::: EXTRACTED DATA :::

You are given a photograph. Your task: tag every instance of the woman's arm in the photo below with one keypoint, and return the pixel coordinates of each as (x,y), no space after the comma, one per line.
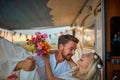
(49,74)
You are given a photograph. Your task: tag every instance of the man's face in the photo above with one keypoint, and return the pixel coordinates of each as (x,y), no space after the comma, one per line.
(68,50)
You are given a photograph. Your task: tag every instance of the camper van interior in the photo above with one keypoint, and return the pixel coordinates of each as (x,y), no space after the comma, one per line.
(94,22)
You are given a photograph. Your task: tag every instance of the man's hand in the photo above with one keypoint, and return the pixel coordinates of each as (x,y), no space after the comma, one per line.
(28,64)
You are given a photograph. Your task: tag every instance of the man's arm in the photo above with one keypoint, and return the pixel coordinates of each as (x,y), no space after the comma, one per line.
(49,73)
(28,64)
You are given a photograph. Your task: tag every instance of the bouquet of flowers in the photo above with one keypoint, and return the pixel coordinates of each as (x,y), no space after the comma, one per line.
(39,43)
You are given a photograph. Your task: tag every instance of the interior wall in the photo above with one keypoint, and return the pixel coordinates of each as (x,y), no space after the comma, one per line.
(112,9)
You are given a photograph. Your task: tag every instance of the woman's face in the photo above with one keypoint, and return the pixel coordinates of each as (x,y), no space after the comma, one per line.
(85,60)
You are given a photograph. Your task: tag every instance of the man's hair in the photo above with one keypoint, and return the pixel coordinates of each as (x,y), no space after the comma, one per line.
(63,39)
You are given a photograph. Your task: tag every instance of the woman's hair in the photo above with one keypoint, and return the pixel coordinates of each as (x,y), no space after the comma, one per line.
(63,39)
(94,70)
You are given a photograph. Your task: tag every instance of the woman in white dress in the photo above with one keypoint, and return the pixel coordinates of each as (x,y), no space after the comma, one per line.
(88,68)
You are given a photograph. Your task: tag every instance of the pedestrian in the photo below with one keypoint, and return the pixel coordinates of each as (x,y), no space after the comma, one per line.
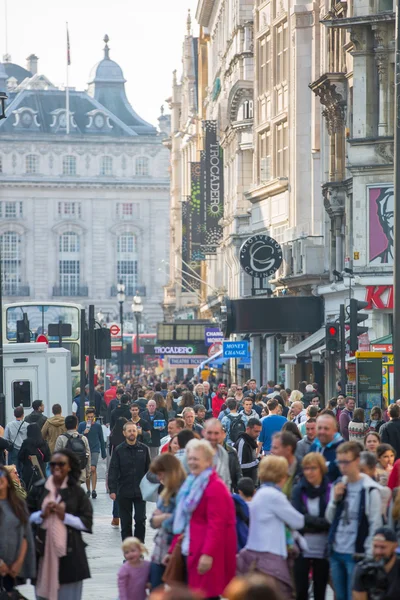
(34,446)
(54,427)
(133,576)
(271,424)
(271,513)
(386,456)
(121,410)
(346,416)
(60,511)
(390,432)
(157,424)
(354,512)
(326,443)
(372,441)
(375,421)
(17,551)
(357,427)
(284,444)
(129,463)
(77,443)
(171,475)
(15,433)
(205,515)
(37,416)
(304,445)
(310,497)
(246,446)
(93,431)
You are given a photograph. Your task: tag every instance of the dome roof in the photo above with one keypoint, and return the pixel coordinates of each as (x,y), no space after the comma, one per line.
(107,70)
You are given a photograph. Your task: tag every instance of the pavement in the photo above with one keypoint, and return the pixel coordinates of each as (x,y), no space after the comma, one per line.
(104,548)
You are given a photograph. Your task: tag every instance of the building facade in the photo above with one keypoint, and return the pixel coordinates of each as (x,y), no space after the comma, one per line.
(83,209)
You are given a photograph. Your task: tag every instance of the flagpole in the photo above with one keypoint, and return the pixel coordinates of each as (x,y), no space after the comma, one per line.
(67,85)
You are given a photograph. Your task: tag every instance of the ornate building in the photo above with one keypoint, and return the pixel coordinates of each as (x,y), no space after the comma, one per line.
(81,210)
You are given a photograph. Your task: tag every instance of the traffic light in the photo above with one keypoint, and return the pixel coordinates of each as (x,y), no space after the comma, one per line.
(355,319)
(332,337)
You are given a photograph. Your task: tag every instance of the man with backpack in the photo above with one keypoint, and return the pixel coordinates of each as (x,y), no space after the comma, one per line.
(77,443)
(234,423)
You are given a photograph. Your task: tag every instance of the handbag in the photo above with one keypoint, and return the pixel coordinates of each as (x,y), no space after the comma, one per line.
(149,489)
(175,569)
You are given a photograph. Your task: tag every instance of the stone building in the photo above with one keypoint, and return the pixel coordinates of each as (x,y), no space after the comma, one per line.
(83,210)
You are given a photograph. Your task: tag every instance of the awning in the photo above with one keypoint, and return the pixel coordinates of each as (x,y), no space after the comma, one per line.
(303,348)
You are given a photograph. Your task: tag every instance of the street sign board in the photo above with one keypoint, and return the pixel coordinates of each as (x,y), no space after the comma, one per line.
(115,330)
(213,335)
(236,349)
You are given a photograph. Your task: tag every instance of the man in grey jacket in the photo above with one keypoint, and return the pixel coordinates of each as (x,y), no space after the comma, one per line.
(215,434)
(15,434)
(304,445)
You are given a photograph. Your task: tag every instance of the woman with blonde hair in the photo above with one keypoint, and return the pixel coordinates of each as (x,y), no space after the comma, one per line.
(270,514)
(171,474)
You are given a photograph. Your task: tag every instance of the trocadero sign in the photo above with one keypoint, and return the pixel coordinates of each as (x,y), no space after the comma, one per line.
(260,256)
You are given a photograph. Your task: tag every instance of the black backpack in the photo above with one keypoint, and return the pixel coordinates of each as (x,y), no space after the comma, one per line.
(76,444)
(237,427)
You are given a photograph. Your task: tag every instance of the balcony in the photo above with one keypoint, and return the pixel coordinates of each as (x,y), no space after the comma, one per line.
(15,289)
(130,290)
(81,291)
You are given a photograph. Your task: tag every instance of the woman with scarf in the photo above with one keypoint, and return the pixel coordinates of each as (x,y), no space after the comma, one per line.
(60,511)
(17,552)
(310,497)
(271,519)
(205,521)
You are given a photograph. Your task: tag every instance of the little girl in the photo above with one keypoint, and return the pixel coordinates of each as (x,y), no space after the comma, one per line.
(133,576)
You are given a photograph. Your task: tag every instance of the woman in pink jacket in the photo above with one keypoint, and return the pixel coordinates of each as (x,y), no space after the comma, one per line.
(205,515)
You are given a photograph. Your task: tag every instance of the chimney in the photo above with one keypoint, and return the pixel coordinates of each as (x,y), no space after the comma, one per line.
(31,63)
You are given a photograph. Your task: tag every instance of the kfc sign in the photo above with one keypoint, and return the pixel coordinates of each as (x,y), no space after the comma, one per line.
(379,297)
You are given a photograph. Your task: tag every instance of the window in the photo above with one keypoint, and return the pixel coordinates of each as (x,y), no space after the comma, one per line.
(127,267)
(106,165)
(32,164)
(69,210)
(10,262)
(142,166)
(282,149)
(69,165)
(10,210)
(127,210)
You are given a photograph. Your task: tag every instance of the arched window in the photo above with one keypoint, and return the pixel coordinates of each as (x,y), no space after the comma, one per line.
(32,164)
(69,264)
(106,165)
(10,243)
(69,165)
(127,264)
(142,166)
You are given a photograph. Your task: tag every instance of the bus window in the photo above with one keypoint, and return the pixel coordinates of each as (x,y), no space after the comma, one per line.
(22,393)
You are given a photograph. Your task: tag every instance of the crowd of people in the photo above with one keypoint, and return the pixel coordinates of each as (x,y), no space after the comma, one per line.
(269,490)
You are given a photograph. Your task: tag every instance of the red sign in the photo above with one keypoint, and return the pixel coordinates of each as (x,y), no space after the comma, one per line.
(379,297)
(115,330)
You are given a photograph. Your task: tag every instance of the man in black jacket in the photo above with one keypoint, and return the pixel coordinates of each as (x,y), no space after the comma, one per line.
(390,432)
(130,462)
(246,446)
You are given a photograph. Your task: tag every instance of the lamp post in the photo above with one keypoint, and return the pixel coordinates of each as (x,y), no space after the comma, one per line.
(121,300)
(137,309)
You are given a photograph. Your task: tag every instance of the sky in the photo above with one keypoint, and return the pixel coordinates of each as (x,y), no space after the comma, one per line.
(145,40)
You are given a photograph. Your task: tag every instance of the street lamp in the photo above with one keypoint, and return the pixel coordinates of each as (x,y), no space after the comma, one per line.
(121,300)
(137,309)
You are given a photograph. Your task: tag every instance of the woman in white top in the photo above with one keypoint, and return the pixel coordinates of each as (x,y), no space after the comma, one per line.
(271,514)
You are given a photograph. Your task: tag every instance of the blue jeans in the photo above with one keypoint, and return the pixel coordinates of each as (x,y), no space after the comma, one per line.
(342,568)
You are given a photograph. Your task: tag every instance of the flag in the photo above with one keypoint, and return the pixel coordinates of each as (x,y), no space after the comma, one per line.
(68,49)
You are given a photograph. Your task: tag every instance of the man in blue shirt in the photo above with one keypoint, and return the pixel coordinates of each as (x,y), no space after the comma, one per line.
(271,424)
(94,433)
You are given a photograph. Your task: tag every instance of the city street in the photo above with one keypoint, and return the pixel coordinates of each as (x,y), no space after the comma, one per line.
(104,549)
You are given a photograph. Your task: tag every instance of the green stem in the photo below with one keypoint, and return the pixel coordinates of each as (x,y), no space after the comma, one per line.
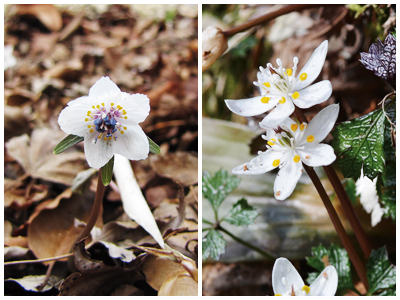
(239,240)
(95,210)
(344,201)
(268,17)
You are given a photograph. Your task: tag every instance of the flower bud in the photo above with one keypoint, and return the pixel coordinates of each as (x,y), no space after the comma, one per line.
(214,44)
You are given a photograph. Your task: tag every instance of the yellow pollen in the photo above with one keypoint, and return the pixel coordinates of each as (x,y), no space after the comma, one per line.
(295,95)
(265,99)
(306,288)
(276,162)
(303,76)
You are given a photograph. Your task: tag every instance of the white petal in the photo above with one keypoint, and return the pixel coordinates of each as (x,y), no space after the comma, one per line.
(323,122)
(283,268)
(250,107)
(105,91)
(317,155)
(72,118)
(314,94)
(287,178)
(326,283)
(278,114)
(133,144)
(313,66)
(259,165)
(99,153)
(137,106)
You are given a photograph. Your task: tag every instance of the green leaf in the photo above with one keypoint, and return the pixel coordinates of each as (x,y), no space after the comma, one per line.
(106,172)
(213,245)
(216,188)
(380,272)
(336,257)
(351,190)
(67,143)
(241,214)
(154,148)
(358,144)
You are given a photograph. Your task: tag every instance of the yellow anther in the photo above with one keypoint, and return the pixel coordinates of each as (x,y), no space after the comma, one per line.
(265,100)
(303,76)
(310,138)
(295,95)
(306,288)
(276,162)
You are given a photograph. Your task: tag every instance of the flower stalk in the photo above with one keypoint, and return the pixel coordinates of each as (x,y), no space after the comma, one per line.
(344,200)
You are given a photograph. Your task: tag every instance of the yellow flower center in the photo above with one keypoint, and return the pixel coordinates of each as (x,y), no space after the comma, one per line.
(303,76)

:::

#### EXERCISE GOAL
In the records above, locate the line containing "the green stem", then copy exactly that line and every line after it through the end, omitting pictures.

#### RESULT BELOW
You are given a photograph. Your task: tag every instance of the green stem in the photo below with one keypoint, and return the pixel coordinates of each as (x,y), no space after the comma, one per line.
(239,240)
(95,210)
(344,201)
(268,17)
You are given a photograph. Your task: tag every instance of the flower bud in the photo above with one keypoint, and return the pixel coordinates of each as (x,y), no space after the comma, one per line.
(214,44)
You are given a photograph. Your task: tag every instance of the yellow pollen in the photo above with one keypoint, and return the pixel coordinates of each as (x,y), no space after the comma, one per line.
(295,95)
(265,99)
(306,288)
(276,162)
(303,76)
You are given a photograph. Your task: tag every instance of the white petal in the photo above with one keypoint, and return the pixel coordinates of each as (x,y), no space after the comma, one per line.
(323,122)
(283,268)
(250,107)
(105,91)
(317,155)
(72,118)
(314,94)
(287,178)
(326,283)
(278,114)
(133,144)
(313,66)
(259,165)
(99,153)
(137,106)
You are given a photograph. Your task: tag every instance of the green leaf in the photo above with one keypoint, and return the pixel coordinates of each as (x,y), no space after the comma, one per line.
(106,172)
(213,245)
(216,188)
(380,272)
(336,257)
(351,190)
(67,143)
(241,214)
(154,148)
(358,144)
You are given a photograph. Your task: tag every instance of the yellow anther in the photo above with one keypoint, and return the pixel coordinates of each as (x,y), no space after the comma, one per line.
(265,100)
(303,76)
(310,138)
(295,95)
(306,288)
(276,162)
You are given a photograph. Your task: tag every instance of the flower stalk in the photo above with one keypoint, and return the pixel coordinates of each as (x,y), no space after the comma, one per line.
(344,200)
You are given a photograph. Your task: tag every instance of the yellow flower center in the photo above with one keypoint, and return the pixel coordinates of each as (x,y), no space after the comma, one per line.
(303,76)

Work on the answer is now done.